What is expected —
Which lines of the records below contain the word "brown"? Show each one.

Data extract —
* * *

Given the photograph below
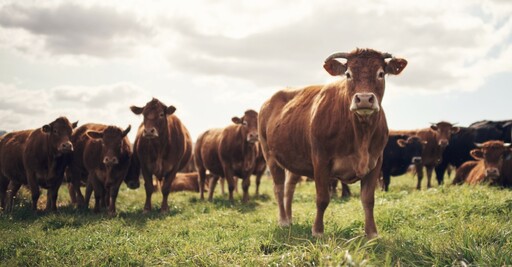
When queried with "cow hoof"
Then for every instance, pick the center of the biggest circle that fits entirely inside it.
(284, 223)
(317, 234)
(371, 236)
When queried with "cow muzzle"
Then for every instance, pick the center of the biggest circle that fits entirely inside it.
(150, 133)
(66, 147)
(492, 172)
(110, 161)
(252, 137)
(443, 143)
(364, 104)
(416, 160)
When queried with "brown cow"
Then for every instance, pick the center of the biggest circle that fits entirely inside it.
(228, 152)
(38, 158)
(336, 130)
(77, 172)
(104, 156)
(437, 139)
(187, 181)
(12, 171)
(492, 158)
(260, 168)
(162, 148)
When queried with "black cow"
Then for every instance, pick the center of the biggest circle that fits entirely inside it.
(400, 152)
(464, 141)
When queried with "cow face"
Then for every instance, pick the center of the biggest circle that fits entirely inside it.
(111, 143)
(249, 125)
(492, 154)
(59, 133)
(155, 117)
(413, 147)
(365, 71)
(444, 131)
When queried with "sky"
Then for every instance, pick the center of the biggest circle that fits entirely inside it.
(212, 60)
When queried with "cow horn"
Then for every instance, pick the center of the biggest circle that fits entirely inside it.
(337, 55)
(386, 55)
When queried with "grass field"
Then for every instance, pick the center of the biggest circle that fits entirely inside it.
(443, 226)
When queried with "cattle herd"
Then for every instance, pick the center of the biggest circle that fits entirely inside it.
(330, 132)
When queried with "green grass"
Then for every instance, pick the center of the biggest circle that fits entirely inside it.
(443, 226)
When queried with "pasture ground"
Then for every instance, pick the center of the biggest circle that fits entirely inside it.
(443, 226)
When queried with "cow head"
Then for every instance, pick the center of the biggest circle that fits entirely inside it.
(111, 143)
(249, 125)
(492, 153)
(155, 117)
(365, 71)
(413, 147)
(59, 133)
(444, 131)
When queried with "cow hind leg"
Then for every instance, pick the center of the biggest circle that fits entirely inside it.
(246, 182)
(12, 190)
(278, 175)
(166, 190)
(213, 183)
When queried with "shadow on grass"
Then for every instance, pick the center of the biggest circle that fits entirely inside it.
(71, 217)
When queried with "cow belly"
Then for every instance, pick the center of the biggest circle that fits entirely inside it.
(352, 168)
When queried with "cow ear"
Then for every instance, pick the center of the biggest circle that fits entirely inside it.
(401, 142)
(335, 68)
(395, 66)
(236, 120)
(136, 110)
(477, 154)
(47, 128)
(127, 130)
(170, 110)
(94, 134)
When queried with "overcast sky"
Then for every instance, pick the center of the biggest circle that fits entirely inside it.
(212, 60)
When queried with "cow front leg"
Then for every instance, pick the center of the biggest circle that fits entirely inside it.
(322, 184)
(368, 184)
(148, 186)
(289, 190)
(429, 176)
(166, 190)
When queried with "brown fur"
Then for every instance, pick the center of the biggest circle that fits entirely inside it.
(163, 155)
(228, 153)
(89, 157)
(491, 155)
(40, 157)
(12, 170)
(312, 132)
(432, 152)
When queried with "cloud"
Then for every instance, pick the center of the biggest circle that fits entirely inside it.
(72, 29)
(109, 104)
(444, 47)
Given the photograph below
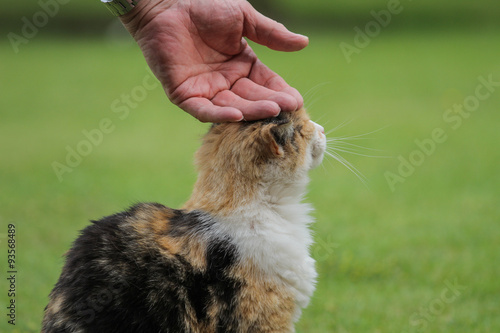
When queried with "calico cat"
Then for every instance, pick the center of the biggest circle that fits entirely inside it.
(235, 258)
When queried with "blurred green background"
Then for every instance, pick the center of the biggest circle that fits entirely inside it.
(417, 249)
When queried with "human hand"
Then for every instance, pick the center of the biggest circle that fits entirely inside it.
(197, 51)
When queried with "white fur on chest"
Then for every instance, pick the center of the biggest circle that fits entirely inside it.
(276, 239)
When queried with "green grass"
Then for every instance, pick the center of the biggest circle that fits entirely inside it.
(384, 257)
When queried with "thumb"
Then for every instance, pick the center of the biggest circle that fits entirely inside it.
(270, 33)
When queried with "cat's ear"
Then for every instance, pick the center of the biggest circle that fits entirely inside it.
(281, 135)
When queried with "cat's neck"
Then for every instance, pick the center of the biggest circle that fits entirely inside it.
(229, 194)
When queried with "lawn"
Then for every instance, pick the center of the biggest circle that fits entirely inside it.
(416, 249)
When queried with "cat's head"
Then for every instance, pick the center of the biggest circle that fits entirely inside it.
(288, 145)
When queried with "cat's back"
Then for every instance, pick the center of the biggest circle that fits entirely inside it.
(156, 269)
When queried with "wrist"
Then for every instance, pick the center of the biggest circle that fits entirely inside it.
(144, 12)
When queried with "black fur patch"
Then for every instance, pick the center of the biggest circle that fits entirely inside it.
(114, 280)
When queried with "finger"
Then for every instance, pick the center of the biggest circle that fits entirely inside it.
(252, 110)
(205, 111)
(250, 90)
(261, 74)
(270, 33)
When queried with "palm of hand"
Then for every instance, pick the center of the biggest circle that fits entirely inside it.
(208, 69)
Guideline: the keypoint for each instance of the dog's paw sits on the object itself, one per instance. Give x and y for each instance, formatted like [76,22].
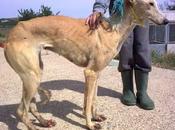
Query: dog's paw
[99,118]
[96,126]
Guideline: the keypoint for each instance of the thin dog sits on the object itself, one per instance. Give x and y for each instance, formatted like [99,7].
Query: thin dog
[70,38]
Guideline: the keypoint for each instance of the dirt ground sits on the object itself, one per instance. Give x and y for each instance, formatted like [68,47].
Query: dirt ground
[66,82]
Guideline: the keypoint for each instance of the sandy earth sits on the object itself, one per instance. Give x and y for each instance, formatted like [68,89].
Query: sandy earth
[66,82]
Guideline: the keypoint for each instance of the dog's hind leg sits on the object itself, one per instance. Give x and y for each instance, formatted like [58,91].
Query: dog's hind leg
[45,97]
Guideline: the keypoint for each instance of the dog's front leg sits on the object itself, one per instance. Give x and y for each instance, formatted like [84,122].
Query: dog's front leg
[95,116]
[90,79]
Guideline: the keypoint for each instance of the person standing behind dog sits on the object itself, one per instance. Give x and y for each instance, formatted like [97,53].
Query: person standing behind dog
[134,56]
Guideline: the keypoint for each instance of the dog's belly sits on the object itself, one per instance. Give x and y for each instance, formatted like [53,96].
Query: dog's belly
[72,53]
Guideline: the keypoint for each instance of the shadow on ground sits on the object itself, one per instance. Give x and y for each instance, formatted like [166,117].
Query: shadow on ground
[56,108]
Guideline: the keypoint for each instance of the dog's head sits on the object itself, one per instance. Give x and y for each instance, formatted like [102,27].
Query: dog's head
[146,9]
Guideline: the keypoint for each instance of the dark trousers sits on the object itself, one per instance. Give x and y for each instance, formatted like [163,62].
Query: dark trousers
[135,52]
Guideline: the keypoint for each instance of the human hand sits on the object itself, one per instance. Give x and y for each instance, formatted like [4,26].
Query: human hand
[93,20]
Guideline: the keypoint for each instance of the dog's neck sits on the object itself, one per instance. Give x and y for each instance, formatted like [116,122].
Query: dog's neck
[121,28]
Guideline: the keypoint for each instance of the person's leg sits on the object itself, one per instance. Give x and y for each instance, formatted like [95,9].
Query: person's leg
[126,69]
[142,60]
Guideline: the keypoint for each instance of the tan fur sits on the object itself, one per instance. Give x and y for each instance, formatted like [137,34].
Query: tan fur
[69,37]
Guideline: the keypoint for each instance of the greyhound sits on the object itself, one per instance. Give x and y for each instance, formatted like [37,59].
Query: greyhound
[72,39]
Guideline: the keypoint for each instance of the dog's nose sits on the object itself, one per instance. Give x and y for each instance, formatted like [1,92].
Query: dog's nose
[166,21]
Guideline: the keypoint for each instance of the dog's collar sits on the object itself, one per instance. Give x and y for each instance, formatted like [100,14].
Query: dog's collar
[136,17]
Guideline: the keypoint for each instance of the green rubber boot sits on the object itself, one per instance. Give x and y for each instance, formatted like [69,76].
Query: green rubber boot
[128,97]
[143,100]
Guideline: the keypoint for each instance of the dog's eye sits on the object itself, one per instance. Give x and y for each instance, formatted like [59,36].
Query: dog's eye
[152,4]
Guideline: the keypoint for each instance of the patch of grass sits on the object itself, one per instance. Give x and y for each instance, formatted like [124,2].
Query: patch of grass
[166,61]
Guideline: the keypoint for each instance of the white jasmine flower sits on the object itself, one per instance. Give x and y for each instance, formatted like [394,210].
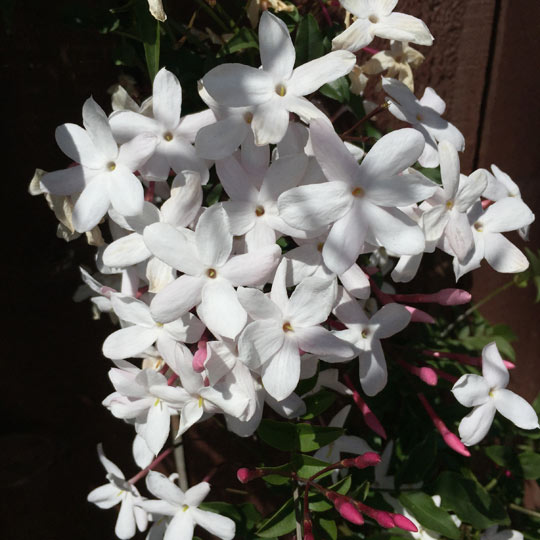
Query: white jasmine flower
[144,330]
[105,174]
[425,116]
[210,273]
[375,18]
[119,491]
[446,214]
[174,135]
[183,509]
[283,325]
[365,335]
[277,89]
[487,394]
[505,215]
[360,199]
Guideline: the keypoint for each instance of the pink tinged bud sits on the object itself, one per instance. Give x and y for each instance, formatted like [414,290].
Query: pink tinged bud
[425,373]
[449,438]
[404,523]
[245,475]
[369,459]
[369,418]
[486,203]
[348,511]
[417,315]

* * *

Output for this exercise —
When queried with "brown cow"
When queried with "brown fur"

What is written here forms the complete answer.